TAREFAS PROPOSTAS:
1 – Liste todos os animais que, segundo o relato de viagem, foram vistos ao longo da estrada.
2 – Diga se cada afirmação concorda com o relato de viagem, respondendo sim ou não e citando as palavras do relato que decidem a resposta:
(a) A saída foi com garoa e temperatura de 9ºC.
(b) O primeiro bisão avistado estava no meio de uma manada.
(c) A cor verde-jade dos rios vem das partículas minúsculas que ficam em suspensão.
3 – Dê continuidade ao relato de viagem pela Alaska Highway a partir da última frase apresentada.

TEXTO DE LEITURA:
● ● ●

O Sol!!! Hoje nós vimos o sol!!! Aleluia!!!

Saímos com aquela garoinha e 9ºC. Pensamos: será novamente um daqueles dias? O início foi até pior: depois de rodarmos 30km a pista estava em obras e só rodava uma faixa de cada vez. Foram 16 km em cascalho molhado, com o carro guia na frente. Esse pessoal por aqui é muito preocupado com segurança.

Depois velocidade normal: 100hm/h. Aliás, esses trechos com chuva foram muito desgastantes por causa da temperatura e da própria chuva, mas as tocadas continuavam muito boas: quase o tempo todo estávamos rodando nessa velocidade ou perto dela. Consequência da qualidade da estrada e do pouco movimento.

Aí o tempo ameaçou abrir e começou o espetáculo de fauna, relevo e flora. Primeiramente vimos um bisão, sozinho - até estranhamos, pois esses bichos andam em manada. Paramos e tiramos fotos. O tempo ficou melhor: na frente, lááááá na frente, via-se uma luz (do sol) no fim do túnel. Uau! Ficamos alegres e o ânimo melhorou muito!

Mais adiante vimos mais uns quinze bisões! Paramos novamente e mais fotos. Continuamos e vimos mais uns quarenta bisões!!! Paramos, novamente, e tiramos mais fotos. E aí comentamos: se o número desses animais continuar aumentando não conseguiremos continuar a viagem, pois eles tomarão contas da estrada! rsrsrs


A próxima aparição foi um urso que já estava indo para o meio da mata. Ele devia estar no acostamento da pista, pois um carro estava parado. Mas quando chegamos mais perto ele já estava no meio das árvores. Deu para tirar uma foto dele entre as folhagens. E só de poder vê-lo, já valeu - deu para apreciá-lo comendo suas plantinhas. Mais para frente vimos um caribu, que nem parou para documentarmos sua presença e depois, aconteceu um susto recíproco: um jovem alce e nós! Parecia que ele ia pular para cima de nós, mas ele simplesmente tinha se assustado e dado um impulso para frente. É muito gratificante poder ver esses animais em seu habitat.

O tempo abriu: SOL!!! Temperatura de 15ºC!!! Que gostoso! Mesmo com o vento ainda frio, aqueles raios nos aquecendo mudam completamente a sensação térmica! E pegamos mais algumas daquelas pontes de metal tão deliciosas para cruzar de moto. Que coisa mais chata e perigosa!

Na parada em um mirante, aprendemos - em todos os mirantes há placas explicando o que você está vendo, sempre há algo a aprender, é muito bom! - que a cor verde-jade das águas do rios é devido a partículas de rochas trazidas pela neve durante o degelo; as partículas maiores se depositam no fundo do rio, junto às pedras, mas as minúsculas ficam em suspensão e dão a cor as águas. E, diga-se de passagem, que cor linda!

Nesse trecho da Alaska Highway cruzamos as Montanhas Rochosas canadenses. Foi a primeira vez que vimos esse tipo de relevo e flora: em cima são rocha pura, contrastando com o verde da vegetação que fica na parte de baixo.

● ● ●

DADOS FORNECIDOS:
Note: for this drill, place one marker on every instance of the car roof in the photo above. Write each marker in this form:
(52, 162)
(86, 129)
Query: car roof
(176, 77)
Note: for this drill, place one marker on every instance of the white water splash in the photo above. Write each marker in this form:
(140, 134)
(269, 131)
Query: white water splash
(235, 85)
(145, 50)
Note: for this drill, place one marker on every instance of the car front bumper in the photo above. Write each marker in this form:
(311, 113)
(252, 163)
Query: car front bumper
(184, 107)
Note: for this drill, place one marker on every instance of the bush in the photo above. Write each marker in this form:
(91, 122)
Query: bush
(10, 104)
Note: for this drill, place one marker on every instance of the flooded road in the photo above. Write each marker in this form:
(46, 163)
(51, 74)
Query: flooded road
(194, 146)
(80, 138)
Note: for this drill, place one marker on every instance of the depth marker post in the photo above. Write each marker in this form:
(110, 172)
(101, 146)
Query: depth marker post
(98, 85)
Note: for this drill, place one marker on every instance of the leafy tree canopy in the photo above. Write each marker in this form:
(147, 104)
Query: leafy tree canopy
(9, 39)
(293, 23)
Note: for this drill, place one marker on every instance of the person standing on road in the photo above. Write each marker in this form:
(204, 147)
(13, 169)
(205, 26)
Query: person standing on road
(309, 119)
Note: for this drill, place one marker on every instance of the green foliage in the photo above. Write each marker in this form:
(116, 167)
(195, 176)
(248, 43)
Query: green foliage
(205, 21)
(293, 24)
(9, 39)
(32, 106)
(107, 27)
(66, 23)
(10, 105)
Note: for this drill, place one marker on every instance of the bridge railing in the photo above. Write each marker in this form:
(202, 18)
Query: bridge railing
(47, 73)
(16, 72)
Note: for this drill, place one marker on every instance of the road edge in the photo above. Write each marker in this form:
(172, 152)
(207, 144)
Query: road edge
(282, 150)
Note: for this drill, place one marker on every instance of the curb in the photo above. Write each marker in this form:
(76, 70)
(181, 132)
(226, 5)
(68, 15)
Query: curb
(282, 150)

● ● ●

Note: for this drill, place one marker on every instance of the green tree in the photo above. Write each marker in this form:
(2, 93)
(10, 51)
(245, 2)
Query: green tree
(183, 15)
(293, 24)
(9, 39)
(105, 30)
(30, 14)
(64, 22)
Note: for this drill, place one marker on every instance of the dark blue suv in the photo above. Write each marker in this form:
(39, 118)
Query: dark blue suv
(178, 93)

● ● ●

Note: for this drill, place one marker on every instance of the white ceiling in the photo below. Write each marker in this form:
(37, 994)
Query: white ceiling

● ● ●

RESPOSTAS DOS EXERCÍCIOS:
1 –
- bisões
- urso
- caribu
- alce (jovem)

2 –
(a) Sim: "Saímos com aquela garoinha e 9ºC."
(b) Não: "vimos um bisão, sozinho"
(c) Sim: "mas as minúsculas ficam em suspensão e dão a cor as águas"

3 –
E foram duas passagens em passos, bem interessantes. Quando nos aproximávamos do primeiro, a visão à frente era de uma beleza assustadora: metade do céu era azul, e a outra metade um cinza pesado de chuva forte. A estrada estava molhada da chuva, temperatura caindo, e nós imaginando o que cairia sobre nossas daquela nuvem. A altitude chegou a 1.100 metros e a temperatura a uns 7-8ºC, mas não pegamos nenhuma chuva - felizmente. Chegando ao segundo passo, que era bem mas alto - quase o dobro - chegamos a pegar um pouco de chuva, mas curiosamente a temperatura nunca caiu abaixo de 12ºC. Difícil de entender...

E o momento em que choveu sobre nós foi fantástico: à nossa frente céu estava azul e praticamente limpo; olhando pelo retrovisor o céu também estava azul, e nós ali do meio da chuva e sob nuvens bem escuras.

Terminada a serra o tempo melhorou e a vegetação mudou, com muitos arbustos, muito mais flores e conforme nos aproximamos da cidade de Fort Nelson, foi surgindo uma zona agro-pastoril, com muitos cavalos e vacas pastando.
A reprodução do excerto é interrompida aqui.